• **Stated goal**: Could you arrange every line of the listing below as a numbered list, leaving out the blank lines?
┌─ Dataset extract
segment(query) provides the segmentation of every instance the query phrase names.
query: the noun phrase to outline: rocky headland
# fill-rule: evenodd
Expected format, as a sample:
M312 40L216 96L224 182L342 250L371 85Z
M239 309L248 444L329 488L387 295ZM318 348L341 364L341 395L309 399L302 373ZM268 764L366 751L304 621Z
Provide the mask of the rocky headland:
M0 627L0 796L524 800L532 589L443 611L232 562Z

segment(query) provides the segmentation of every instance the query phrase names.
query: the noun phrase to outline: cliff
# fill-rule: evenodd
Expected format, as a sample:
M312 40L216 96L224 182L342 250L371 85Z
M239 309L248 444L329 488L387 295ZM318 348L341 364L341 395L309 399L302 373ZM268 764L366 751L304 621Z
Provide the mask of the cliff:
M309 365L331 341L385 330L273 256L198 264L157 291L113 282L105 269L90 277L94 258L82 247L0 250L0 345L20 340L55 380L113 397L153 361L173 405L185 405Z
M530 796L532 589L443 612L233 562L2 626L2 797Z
└─
• **Reply**:
1. segment(query) provides the segmentation of every instance the query phrase names.
2. query: the noun phrase to outline: rocky headland
3. # fill-rule: evenodd
4. Expected format, as a sample:
5. M312 40L216 96L224 182L342 250L371 85Z
6. M239 309L248 444L329 488L387 295ZM318 348L341 364L341 395L309 399L302 373ZM268 764L366 751L304 621Z
7. Provide the mask of the rocky headland:
8. M0 627L0 796L524 800L532 589L443 611L232 562Z
9. segment(query) provides the segmentation of every instance the query phrase names.
10. query: the noun phrase to outline: cliff
11. # fill-rule: evenodd
12. Expected format, as a sample:
13. M312 40L216 96L224 182L342 250L371 85Z
14. M239 309L248 444L329 488L387 295ZM318 348L341 364L341 395L309 399L302 373ZM268 764L366 751L304 621Z
15. Provide the mask of the cliff:
16. M309 365L331 341L385 330L273 256L198 264L157 291L113 282L105 269L90 277L94 258L82 247L0 250L0 345L20 340L55 380L113 397L153 361L173 405L185 405Z
17. M530 796L532 589L443 612L233 562L2 626L2 797Z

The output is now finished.